Tarefas a executar
[1] Responda, com base no trecho sobre a tuberculose de Nelson Rodrigues:
(a) Por quanto tempo Nelson ficou internado em Campos do Jordão?
(b) Em que ano ele adoeceu e que idade tinha então?
(c) Quem conseguiu para ele uma vaga gratuita no Sanatorinho?
[2] Prolongue o trecho sobre a tuberculose de Nelson Rodrigues, começando logo após a resposta de Roberto Marinho.

Como as pessoas enfrentavam as doenças antes das vacinas? Diante da ameaça negacionista, eu me fiz essa pergunta e, de repente, lembrei que Nelson Rodrigues viveu uma experiência dramática quando ficou tuberculoso. O nosso profeta do óbvio escreveu inúmeros relatos de pungente e dilacerante humanidade sobre o episódio. Naquela época, não havia vacinação ampla para prevenir nem estreptomicina para curar.

Ele ficou três anos internado em Campos do Jordão, em uma instituição chamada Sanatorinho. Apesar do nome delicado, Nelson afirma que todas as suas evocações em Campos do Jordão poderiam levar o título de Recordações da Casa dos Mortos, alusão ao clássico de Dostoéivski sobre o período em permaneceu preso na Sibéria.

Nelson ficou doente em 1934, quando trabalhava em O Globo, jornal dirigido por Roberto Marinho. Tinha 22 anos e vivia na penúria, repassava todos os 500 mil réis que ganhava para a mãe, pois a família era grande e estava desamparada depois da morte do patriarca Mario Rodrigues. O doutor Isaac Brown, amigo de Nelson, conseguiu uma vaga gratuita no Sanatorinho, na seção de “indigentes”.

Mas havia, ainda, um empecilho: a família de Nelson dependia do dinheiro que ele ganhava. Mario Filho, irmão mais velho, foi pedir a Roberto Marinho que continuasse a pagar o salário de Nelson: “Claro, o que interessa é que o Nelson fique bom”, respondeu o diretor.

Listagem de registros
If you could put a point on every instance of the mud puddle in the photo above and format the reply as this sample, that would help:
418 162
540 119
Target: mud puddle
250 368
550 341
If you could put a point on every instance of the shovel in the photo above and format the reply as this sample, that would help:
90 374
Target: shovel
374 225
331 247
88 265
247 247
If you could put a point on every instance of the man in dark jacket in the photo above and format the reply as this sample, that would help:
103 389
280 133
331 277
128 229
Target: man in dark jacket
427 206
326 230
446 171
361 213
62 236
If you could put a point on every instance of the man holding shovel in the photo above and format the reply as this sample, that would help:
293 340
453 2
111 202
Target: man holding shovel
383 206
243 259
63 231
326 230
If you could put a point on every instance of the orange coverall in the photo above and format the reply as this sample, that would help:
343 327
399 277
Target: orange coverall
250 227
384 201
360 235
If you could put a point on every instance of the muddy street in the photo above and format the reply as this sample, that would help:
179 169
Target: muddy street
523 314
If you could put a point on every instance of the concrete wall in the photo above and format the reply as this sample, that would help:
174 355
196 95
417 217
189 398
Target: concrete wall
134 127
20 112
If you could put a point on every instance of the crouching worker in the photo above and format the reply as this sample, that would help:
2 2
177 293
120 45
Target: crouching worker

Resultados esperados
[1]
(a) Três anos.
(b) Em 1934, aos 22 anos.
(c) O doutor Isaac Brown, amigo de Nelson.

[2]
Na viagem de trem rumo a Campos do Jordão, o nosso profeta do óbvio sentiu remorso e vergonha. Lembrou-se que costumava se refugiar no arquivo do jornal e desancar o diretor, chamando-o de “analfabeto”, “besta” e “cretino”, entre outras amenidades.

Por quê Nelson ficou doente? Ele dizia que tudo poderia ser resumido na palavra fome. No caso, fome queria dizer penúria, excesso de trabalho, falta de roupas decentes e de dinheiro para comprar comida: “Quantas vezes, almocei uma média e não jantei nada. Tudo isso era a minha fome e tudo isto foi a minha tuberculose”.

Os jornais da época chamavam a tuberculose com o nome diáfano de “peste branca”. Na redação mesmo, Nelson havia assistido colegas que estavam batendo uma matéria e, de repente, corriam para o banheiro e soltavam golfadas de sangue. A tuberculose era uma doença tão temida e tão mortal que, ao saber que estavam contaminadas, algumas pessoas tomavam formicida para abreviar o sofrimento.

A noite no Sanatorinho era marcada por uma sinfonia de tosses. Raras eram as visitas de familiares. Mas, depois de três anos, Nelson se recuperou e retomou a vida de jornalista no Rio de Janeiro. Durante todo esse tempo, Roberto Marinho pagou o salário de Nelson. Esse era o mundo sem vacina que algumas excelências defendem agora.

É possível imaginar o que Nelson diria dos negacionistas de hoje pelo depoimento que deixou sobre a campanha contra a vacina durante a epidemia da febre espanhola. Ele só tinha 6 anos de idade, mas leu nas velhas coleções da Biblioteca Nacional o que acontecera na época e comentou: “E, de fato toda a cidade se levantara a favor da peste contra a vacina; a favor das ratazanas contra Oswaldo Cruz; a favor da varíola contra a saúde”.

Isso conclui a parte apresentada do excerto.